*TASK GOAL*: Locate each line in the material below that contains the word "blue", and copy those lines.

*Entries taken from a collection*:
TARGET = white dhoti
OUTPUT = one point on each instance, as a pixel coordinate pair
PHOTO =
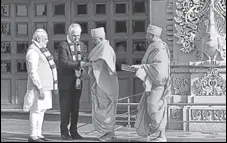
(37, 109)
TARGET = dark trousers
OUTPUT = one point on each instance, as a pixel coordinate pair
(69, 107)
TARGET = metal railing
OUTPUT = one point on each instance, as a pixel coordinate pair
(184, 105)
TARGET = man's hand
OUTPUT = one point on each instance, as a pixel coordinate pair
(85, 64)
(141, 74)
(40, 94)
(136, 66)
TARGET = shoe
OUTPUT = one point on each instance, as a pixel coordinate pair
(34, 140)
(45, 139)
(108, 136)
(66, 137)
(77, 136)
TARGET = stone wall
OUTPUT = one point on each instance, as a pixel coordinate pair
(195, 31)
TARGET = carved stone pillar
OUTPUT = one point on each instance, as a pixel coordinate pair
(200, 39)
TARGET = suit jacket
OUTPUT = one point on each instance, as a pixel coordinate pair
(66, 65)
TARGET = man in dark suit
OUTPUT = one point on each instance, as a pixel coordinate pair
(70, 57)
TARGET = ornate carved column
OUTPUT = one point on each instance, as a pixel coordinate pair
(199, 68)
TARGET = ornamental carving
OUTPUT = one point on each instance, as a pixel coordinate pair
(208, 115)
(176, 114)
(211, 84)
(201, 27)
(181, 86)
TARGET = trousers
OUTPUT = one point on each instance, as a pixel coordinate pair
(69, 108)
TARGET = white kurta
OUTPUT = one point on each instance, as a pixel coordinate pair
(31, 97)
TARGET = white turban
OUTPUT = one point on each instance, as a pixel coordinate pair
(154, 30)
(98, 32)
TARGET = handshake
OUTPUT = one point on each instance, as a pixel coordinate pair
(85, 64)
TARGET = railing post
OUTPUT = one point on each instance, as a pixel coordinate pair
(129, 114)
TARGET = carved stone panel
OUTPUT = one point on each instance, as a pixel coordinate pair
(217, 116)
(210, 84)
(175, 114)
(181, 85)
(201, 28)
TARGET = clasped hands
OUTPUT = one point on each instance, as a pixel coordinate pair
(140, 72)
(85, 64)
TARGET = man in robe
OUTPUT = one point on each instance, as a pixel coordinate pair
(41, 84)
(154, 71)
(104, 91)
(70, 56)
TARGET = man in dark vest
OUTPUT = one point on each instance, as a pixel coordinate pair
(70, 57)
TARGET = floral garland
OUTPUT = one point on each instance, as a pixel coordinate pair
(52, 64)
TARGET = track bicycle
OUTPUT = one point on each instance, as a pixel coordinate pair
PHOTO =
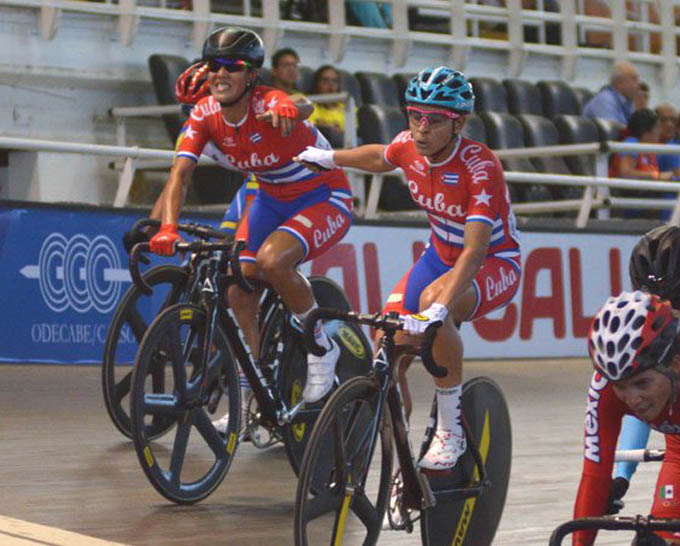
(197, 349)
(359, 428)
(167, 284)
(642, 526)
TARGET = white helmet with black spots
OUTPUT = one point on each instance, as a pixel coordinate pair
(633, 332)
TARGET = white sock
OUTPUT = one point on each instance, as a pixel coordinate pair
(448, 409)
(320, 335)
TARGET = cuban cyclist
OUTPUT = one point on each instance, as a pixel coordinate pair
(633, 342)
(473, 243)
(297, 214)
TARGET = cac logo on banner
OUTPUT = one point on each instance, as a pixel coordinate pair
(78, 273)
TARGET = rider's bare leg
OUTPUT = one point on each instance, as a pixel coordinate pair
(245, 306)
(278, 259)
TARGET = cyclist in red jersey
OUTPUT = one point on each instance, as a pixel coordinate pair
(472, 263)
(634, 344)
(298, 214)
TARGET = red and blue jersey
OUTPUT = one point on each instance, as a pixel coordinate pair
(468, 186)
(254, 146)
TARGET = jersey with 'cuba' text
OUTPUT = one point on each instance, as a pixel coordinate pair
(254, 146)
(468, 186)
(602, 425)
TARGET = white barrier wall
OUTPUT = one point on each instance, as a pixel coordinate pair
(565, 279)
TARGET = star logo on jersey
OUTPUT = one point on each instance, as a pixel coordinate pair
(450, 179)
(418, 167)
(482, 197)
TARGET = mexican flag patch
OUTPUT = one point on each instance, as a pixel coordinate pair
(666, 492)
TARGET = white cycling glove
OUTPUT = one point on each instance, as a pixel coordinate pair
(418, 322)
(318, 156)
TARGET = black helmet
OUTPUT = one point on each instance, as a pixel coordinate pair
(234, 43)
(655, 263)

--

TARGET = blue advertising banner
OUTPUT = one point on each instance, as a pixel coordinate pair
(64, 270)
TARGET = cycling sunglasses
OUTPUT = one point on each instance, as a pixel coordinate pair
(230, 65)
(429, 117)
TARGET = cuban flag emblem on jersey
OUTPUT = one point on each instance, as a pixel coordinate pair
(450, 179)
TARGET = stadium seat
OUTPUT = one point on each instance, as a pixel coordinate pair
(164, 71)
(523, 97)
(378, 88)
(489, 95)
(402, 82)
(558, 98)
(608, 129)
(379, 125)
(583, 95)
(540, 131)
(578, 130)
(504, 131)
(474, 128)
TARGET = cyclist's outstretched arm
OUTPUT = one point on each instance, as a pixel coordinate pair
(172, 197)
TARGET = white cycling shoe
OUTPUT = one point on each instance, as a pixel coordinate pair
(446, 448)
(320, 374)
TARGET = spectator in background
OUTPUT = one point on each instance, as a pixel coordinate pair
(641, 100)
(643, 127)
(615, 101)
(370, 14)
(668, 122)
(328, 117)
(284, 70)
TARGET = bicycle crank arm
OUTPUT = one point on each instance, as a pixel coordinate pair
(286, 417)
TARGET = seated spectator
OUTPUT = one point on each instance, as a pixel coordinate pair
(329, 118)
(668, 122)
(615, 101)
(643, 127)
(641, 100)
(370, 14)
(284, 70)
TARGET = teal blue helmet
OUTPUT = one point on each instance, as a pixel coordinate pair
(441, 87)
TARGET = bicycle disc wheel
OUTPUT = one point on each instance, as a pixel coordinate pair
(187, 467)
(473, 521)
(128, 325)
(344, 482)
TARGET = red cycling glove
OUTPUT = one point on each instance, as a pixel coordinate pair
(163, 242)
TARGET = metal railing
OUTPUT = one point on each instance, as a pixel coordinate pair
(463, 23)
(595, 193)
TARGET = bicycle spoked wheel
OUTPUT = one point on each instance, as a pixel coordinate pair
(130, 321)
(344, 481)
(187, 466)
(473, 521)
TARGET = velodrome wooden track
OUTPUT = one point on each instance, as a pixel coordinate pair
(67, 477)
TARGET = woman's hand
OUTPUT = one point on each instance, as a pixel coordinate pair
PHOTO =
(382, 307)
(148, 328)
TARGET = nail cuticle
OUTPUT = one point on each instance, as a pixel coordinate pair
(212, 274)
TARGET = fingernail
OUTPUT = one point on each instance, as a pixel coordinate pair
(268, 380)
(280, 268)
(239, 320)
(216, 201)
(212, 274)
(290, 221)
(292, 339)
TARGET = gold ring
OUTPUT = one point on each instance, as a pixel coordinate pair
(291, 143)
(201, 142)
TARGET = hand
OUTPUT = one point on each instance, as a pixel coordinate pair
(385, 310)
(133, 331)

*EXERCISE SOLUTION*:
TARGET = red and blue jersey
TARGET = blue advertising banner
TARGET = teal blue helmet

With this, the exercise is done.